Consignes de l'exercice:
(a) Recopiez mot pour mot le passage de l'article sur les Bédouins du Néguev, de "(où règnent souvent" à "à l'eau potable.".
(b) D'après l'article sur les Bédouins du Néguev, combien de Bédouins le plan Begin concerne-t-il surtout, et où sont-ils installés ?
(c) Rédigez la suite de l'article sur les Bédouins du Néguev, à partir de sa dernière phrase.

Bloc de texte:
Article paru dans
l'édition du 3 février 2013
Pas de terre promise
dans le Néguev
Par Laurent Zecchini
Le gouvernement français a ordonné aux agriculteurs et
éleveurs de moutons du Larzac de quitter pour toujours leurs terres afin de
s'installer en ville... Il leur a expliqué, précise Thabet
Abou Ras, que c'est pour leur bien, qu'en s'urbanisant, ils accéderont à la
modernité, et s'intégreront mieux dans la société. Puis il a ajouté : " Vous avez cinq ans pour obtempérer ; passé ce
délai, je vous déplacerai de force et récupérerai vos terres et vos fermes
" !
Que les habitants du Larzac nous pardonnent. Il ne s'agit
que d'un parallèle imagé suggéré par le docteur Thabet,
directeur d'Adalah, le Centre de défense des droits
juridiques de la minorité arabe en Israël. Ce discours s'adressait en réalité
aux 200 000 Bédouins du désert du Néguev. " Vous
imaginez la réaction en France ? On ne peut pas enfermer des milliers de gens
dans des villes contre leur volonté. Les Bédouins sont des nomades, le
gouvernement - israélien - n'a pas le droit de changer leur mode de vie
traditionnel, ils vivent de leurs troupeaux - de moutons -
, et sont chez eux dans le Néguev depuis des générations ! "
Le docteur Thabet ne décolère
pas depuis dimanche 27 janvier. Ce jour-là, alors que le gouvernement de
Benyamin Nétanyahou est en partance, après les
élections législatives du 22, le premier ministre a fait approuver à la
sauvette un plan destiné à régler une fois pour toutes un problème sur lequel
butent tous les gouvernements depuis près d'un demi-siècle : le sort des
Bédouins, minorité arabe du Néguev et autres lieux, groupe humain de loin le
plus pauvre d'Israël. Le plan porte le nom de Benny Begin, ministre sans
portefeuille.
Il concerne surtout quelque 80 000 Bédouins installés dans
35 villages " non reconnus " (donc illégaux), tandis que 120 000
d'entre eux sont sédentarisés dans sept agglomérations " modèles "
(où règnent souvent criminalité, chômage endémique, promiscuité et services
sociaux déficients), que leurs habitants qualifient de " townships ".
Quant aux premiers, ce sont pour l'essentiel des regroupements de cabanes
dépourvues d'électricité et d'accès à l'eau potable.

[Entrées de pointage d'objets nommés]
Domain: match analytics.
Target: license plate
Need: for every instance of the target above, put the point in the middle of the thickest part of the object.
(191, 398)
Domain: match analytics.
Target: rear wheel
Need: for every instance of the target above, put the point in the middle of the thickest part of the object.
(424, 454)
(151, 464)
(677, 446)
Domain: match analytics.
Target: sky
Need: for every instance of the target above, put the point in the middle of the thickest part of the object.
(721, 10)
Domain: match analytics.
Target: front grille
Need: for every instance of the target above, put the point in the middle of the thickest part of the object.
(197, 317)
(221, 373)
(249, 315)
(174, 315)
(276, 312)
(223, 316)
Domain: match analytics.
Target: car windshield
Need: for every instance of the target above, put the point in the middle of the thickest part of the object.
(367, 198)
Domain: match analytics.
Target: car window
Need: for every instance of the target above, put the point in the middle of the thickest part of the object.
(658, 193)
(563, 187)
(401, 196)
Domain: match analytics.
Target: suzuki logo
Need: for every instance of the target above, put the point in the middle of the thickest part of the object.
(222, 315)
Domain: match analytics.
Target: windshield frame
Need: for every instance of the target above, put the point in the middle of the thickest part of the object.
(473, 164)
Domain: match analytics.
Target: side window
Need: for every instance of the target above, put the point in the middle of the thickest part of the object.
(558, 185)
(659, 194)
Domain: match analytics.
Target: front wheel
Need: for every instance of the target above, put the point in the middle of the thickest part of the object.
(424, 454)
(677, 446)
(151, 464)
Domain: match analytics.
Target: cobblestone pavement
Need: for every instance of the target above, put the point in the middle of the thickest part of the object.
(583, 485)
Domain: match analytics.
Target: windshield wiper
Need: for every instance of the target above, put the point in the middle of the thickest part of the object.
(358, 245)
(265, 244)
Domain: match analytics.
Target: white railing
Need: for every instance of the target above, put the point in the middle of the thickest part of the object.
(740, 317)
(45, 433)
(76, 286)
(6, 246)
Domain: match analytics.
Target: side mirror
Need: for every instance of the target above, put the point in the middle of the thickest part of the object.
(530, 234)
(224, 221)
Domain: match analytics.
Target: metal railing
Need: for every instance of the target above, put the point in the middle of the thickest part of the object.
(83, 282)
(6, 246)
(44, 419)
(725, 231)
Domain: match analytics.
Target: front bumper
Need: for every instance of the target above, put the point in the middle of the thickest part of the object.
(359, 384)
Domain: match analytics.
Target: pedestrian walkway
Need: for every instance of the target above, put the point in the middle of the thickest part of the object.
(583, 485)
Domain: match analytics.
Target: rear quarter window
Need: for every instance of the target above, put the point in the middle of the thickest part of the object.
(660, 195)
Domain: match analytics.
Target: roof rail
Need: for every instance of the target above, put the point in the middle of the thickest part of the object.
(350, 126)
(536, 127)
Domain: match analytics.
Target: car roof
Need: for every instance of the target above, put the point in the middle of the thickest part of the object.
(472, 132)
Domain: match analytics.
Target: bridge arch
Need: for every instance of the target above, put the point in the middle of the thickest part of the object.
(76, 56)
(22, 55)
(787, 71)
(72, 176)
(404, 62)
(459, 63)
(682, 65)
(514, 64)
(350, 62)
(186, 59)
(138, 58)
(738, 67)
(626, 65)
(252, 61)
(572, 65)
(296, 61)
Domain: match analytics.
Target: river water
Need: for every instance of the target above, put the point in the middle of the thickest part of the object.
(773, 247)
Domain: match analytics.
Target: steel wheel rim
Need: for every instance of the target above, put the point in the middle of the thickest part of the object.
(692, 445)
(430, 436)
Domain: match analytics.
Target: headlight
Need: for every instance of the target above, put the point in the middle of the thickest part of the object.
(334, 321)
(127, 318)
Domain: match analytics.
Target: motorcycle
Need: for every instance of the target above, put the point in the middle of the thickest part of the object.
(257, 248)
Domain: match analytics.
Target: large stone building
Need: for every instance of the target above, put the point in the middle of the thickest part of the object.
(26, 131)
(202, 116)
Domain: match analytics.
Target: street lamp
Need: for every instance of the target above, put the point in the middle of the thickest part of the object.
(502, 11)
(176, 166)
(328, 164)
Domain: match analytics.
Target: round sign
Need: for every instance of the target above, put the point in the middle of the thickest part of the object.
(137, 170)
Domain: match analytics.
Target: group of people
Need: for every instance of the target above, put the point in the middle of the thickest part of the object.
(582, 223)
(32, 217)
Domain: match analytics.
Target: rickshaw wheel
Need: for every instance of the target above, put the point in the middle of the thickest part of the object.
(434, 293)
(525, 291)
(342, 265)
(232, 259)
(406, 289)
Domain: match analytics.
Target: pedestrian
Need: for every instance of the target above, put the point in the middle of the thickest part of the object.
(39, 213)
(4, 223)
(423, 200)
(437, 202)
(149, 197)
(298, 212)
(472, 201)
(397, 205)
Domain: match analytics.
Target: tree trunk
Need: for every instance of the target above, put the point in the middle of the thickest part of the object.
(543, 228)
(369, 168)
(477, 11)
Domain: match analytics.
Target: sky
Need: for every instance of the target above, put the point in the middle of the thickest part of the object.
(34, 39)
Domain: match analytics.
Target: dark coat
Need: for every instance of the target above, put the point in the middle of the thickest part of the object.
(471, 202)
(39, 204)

Réponses de l'exercice:
(a)
(où règnent souvent criminalité, chômage endémique, promiscuité et services
sociaux déficients), que leurs habitants qualifient de " townships ".
Quant aux premiers, ce sont pour l'essentiel des regroupements de cabanes
dépourvues d'électricité et d'accès à l'eau potable.

(b) Quelque 80 000 Bédouins installés dans 35 villages « non reconnus ».

(c)
Selon les dispositions gouvernementales, 62 % de la terre
revendiquée par les Bédouins resterait sous leur contrôle, le reste devenant
domaine de l'Etat, ce qui signifie que toutes les constructions bédouines
seront détruites. La spécificité de ce projet teinté de motivations
stratégiques et identitaires est qu'il a été rejeté par tout le monde : les
Bédouins estiment qu'il est très en deçà de leurs revendications, et les
partis de la droite radicale et religieuse crient au scandale devant ce
" cadeau " fait aux Bédouins.
Michael Freund, éditorialiste au Jerusalem
Post, résume cette position : " Plus de 100 000 précieux dunams
- 10 000 hectares - mesure datant de l'Empire ottoman - de notre patrimoine
collectif vont être abandonnés à des squatteurs. De vastes étendues de la
terre d'Israël sont volées en plein jour, et le gouvernement se fait le
complice de cette action. " Bédouins et
ultranationalistes se retrouvent pour condamner la hâte avec laquelle le plan
Begin a été adopté. Rien ne dit en effet qu'il existera demain une majorité
de ministres pour adopter un projet que M. Nétanyahou
décrit comme " un compromis historique " et qui, dans une certaine mesure, constitue une première
reconnaissance des droits des Bédouins.
L'Etat a amélioré son offre, acceptant au fil des années
de céder aux Bédouins 20 %, puis 50 %, enfin 62 % de leurs terres. Sauf que
les bases de ce calcul sont contestées. " Begin
part du principe que le total des terres bédouines représente 589 000 dunams, parce qu'il ne compte pas la terre confisquée aux
Bédouins à la création de l'Etat. Le vrai chiffre est de 800 000 dunams. Cela veut dire que les Bédouins n'obtiendront que
150 000 dunams, soit moins de 20 % de leurs
revendications ", rectifie Thabet Abou Ras, pour qui le projet va entraîner la
destruction d'une vingtaine de villages.
La querelle des chiffres importe moins que les intentions
politiques. Les leaders de la communauté bédouine espèrent que, en faisant
traîner les choses, ils obtiendront demain une proposition plus généreuse.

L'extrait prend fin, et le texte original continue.